*GIVEN PROBLEM*.
Can you recast all of the items below as a Markdown table with the columns No and Line, giving each line its own numbered row and leaving out blank lines?

***** DATA TO PROCESS

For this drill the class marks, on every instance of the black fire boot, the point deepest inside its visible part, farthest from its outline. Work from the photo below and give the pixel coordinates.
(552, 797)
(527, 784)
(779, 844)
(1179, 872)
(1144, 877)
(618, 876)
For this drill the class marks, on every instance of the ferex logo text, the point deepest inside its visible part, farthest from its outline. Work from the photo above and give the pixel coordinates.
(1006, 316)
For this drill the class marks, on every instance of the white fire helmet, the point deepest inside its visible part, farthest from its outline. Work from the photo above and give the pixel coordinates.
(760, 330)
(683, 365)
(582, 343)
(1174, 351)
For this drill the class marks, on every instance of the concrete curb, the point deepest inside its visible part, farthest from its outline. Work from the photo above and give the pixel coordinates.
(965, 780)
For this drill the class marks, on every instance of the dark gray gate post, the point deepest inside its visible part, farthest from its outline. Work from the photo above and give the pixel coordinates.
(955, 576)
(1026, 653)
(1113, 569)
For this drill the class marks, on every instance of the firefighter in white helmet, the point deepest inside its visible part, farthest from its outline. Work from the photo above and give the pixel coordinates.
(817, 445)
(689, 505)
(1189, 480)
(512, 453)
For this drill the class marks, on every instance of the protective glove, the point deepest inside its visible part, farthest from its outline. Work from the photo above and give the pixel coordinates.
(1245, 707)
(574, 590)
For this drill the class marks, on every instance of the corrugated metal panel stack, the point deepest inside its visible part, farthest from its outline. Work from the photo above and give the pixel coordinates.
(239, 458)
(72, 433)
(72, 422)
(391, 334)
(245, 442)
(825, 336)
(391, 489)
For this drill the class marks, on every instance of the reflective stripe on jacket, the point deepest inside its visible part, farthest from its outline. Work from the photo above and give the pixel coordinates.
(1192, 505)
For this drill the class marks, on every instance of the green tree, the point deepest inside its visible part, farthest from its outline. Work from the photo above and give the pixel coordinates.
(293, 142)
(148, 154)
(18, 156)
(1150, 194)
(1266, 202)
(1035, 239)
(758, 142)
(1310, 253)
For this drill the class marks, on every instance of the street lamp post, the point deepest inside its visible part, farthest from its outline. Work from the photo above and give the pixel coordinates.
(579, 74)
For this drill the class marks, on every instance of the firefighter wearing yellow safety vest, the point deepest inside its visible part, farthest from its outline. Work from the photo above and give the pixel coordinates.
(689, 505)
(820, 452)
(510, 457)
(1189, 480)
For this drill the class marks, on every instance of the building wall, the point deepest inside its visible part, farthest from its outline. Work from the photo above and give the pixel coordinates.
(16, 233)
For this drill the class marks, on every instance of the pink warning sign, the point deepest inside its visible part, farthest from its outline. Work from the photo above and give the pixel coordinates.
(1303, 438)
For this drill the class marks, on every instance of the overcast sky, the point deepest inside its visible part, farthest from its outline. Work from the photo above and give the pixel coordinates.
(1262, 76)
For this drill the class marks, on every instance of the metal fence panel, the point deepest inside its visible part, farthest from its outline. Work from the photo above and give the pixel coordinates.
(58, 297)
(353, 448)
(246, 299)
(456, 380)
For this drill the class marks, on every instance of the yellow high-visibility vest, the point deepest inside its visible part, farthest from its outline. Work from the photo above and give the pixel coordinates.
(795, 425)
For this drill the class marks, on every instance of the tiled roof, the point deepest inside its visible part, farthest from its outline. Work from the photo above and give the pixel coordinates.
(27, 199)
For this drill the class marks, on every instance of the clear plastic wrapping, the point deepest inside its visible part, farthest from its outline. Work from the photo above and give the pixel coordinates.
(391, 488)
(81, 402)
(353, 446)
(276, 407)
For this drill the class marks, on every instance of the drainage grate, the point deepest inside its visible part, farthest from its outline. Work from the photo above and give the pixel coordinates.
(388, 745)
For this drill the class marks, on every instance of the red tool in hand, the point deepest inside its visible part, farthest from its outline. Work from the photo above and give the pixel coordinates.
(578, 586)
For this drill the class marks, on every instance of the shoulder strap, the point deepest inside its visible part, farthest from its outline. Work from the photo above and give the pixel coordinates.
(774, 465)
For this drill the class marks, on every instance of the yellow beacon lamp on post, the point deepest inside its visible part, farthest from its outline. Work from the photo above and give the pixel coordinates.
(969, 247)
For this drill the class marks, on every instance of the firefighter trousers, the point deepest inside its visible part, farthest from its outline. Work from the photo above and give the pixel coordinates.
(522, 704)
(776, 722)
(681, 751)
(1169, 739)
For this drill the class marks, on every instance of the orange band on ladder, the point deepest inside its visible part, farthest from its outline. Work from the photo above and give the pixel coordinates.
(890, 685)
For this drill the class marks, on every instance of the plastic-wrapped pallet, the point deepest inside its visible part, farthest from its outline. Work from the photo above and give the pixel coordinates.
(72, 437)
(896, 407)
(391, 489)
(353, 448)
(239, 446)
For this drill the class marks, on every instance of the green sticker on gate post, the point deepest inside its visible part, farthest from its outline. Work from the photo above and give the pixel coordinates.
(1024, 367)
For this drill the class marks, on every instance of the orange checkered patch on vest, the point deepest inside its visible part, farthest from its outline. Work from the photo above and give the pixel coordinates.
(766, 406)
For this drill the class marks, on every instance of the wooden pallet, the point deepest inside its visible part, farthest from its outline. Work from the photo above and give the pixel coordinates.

**********

*ANSWER TO THIS EXERCISE*.
| No | Line |
|---|---|
| 1 | For this drill the class marks, on every instance of the black fire boot, the point deepest inside its visible part, farthest from its outline. Work from the photo below and give the pixel coordinates. |
| 2 | (552, 797) |
| 3 | (527, 784) |
| 4 | (779, 844) |
| 5 | (1179, 872) |
| 6 | (1144, 877) |
| 7 | (618, 876) |
| 8 | For this drill the class marks, on every instance of the ferex logo text, the point deepest inside its visible part, farthest from its outline. Work from the photo above and give the pixel coordinates. |
| 9 | (1006, 316) |
| 10 | For this drill the class marks, on every instance of the white fire helmet, the point deepest inside its visible part, farthest from its outline. Work from the photo above and give the pixel coordinates. |
| 11 | (760, 330) |
| 12 | (683, 365) |
| 13 | (582, 343) |
| 14 | (1174, 351) |
| 15 | For this drill the class marks, on every instance of the concrete curb, the point deepest inside its visible part, farthest from its outline. Work from the photo above and give the pixel coordinates. |
| 16 | (965, 780) |
| 17 | For this drill the class marks, on every instance of the dark gray gate post, the point deepest inside its visible part, farthest from its outline. Work from the photo above and give the pixel coordinates. |
| 18 | (955, 576) |
| 19 | (1026, 653) |
| 20 | (1113, 569) |
| 21 | For this drill the class marks, on every instance of the firefighter in white helmet, the point deepest inside its visible part, farthest from its outline. Work from the photo above and give the pixel coordinates. |
| 22 | (817, 445) |
| 23 | (689, 505) |
| 24 | (1189, 480) |
| 25 | (512, 453) |
| 26 | For this drill the class marks, on every instance of the protective glove, the point deepest inside its visible part, farthest from its outline. Work from the photo above and give the pixel coordinates. |
| 27 | (1245, 707) |
| 28 | (574, 590) |
| 29 | For this drill the class marks, on every instance of the corrugated metal panel stack, the point deepest inside its visible part, farthest from its outline. Work from the photo above and give the pixel coordinates. |
| 30 | (239, 458) |
| 31 | (72, 433) |
| 32 | (72, 422) |
| 33 | (391, 334) |
| 34 | (245, 442) |
| 35 | (825, 336) |
| 36 | (391, 489) |
| 37 | For this drill the class marks, on every instance of the reflective stripe on jacket, the point deepest inside its visible part, farthest from its outline. Work from the photo above and give the pixel coordinates. |
| 38 | (1192, 505) |
| 39 | For this drill the class marks, on every instance of the green tree, the point deepest inside its visible part, farthest from its outline. Work from the photo above and give the pixel coordinates. |
| 40 | (293, 142) |
| 41 | (148, 154) |
| 42 | (18, 156) |
| 43 | (1150, 194) |
| 44 | (1266, 202) |
| 45 | (1035, 239) |
| 46 | (758, 142) |
| 47 | (1310, 253) |
| 48 | For this drill the class marks, on every instance of the street lamp post, the point deepest inside its visible part, farthest from its outline. Work from the photo above and give the pixel coordinates. |
| 49 | (579, 74) |
| 50 | For this drill the class marks, on every instance of the firefighter wearing yellow safety vest, the point deepest inside its visible part, farthest from its outline. Work from the photo above and give the pixel coordinates. |
| 51 | (689, 505) |
| 52 | (820, 452) |
| 53 | (510, 457) |
| 54 | (1189, 480) |
| 55 | For this drill the class marks, on every instance of the building wall, the point deepest inside its visible part, farthest from its outline. Work from the photo above and give the pixel coordinates. |
| 56 | (16, 233) |
| 57 | For this drill the class marks, on every instance of the pink warning sign, the point deepest inside its visible part, farthest from its outline. Work from the photo above and give the pixel coordinates. |
| 58 | (1303, 438) |
| 59 | For this drill the class marks, on every instance of the overcast sky, the point deepest inside its visible part, farthest from its outline. Work from the photo above and give the pixel coordinates. |
| 60 | (1262, 76) |
| 61 | For this drill the class marks, on every instance of the metal fence panel, the point deepest inside its visible part, farthest from its outline. Work from the photo above and give the pixel coordinates. |
| 62 | (58, 297) |
| 63 | (353, 448) |
| 64 | (246, 299) |
| 65 | (456, 380) |
| 66 | For this drill the class marks, on every instance of the yellow high-visibility vest, the point deepest inside its visible part, farthest from its outline. Work from the photo above and give the pixel coordinates. |
| 67 | (795, 425) |
| 68 | For this drill the class marks, on every instance of the tiled roof, the point deepest inside its visible part, farthest from its outline. Work from the photo above and give the pixel coordinates. |
| 69 | (27, 199) |
| 70 | For this drill the class marks, on every instance of the clear plastic wrapping, the point deepest inside its visible part, farthest from its outline. Work from the photo above and give the pixel coordinates. |
| 71 | (391, 488) |
| 72 | (81, 402) |
| 73 | (353, 446) |
| 74 | (276, 407) |
| 75 | For this drill the class marks, on every instance of the drainage grate, the point deepest inside its visible part, farthest from its outline. Work from the photo above and give the pixel coordinates. |
| 76 | (388, 745) |
| 77 | For this drill the class marks, on every instance of the red tool in hand, the point deepest inside its visible part, farthest from its outline. Work from the photo above and give the pixel coordinates. |
| 78 | (578, 586) |
| 79 | For this drill the class marks, on every instance of the shoulder strap, the point deepest inside its visible part, farthest from its outline. Work from the photo above and give the pixel coordinates. |
| 80 | (774, 465) |
| 81 | For this drill the class marks, on every instance of the yellow beacon lamp on post, the point deepest inside its visible part, farthest from its outline. Work from the photo above and give the pixel coordinates. |
| 82 | (969, 247) |
| 83 | For this drill the class marks, on every instance of the firefighter trousers, the point deepest inside its visible part, farthest from its outline. Work from the photo above and give the pixel coordinates. |
| 84 | (522, 704) |
| 85 | (776, 722) |
| 86 | (681, 751) |
| 87 | (1169, 739) |
| 88 | For this drill the class marks, on every instance of the orange band on ladder, the point deepest inside its visible part, farthest from its outline. Work from the photo above and give the pixel coordinates. |
| 89 | (890, 685) |
| 90 | For this drill the class marks, on every instance of the plastic-wrapped pallet, the point deepest inside its visible part, farthest from its outline. Work from the photo above and give the pixel coordinates. |
| 91 | (72, 437) |
| 92 | (896, 407) |
| 93 | (391, 489) |
| 94 | (353, 448) |
| 95 | (239, 446) |
| 96 | For this drill the class marks, on every instance of the green sticker on gate post, the point deepest inside its visible part, farthest from its outline. Work from the photo above and give the pixel coordinates. |
| 97 | (1024, 367) |
| 98 | For this drill the class marks, on every instance of the orange checkered patch on vest, the point deepest inside its visible part, farthest from its outline. Work from the photo above and give the pixel coordinates. |
| 99 | (766, 406) |
| 100 | For this drill the class marks, on every instance of the wooden pallet, the point deepest inside its visible part, farthest from its outline. Work from the photo above and give the pixel coordinates. |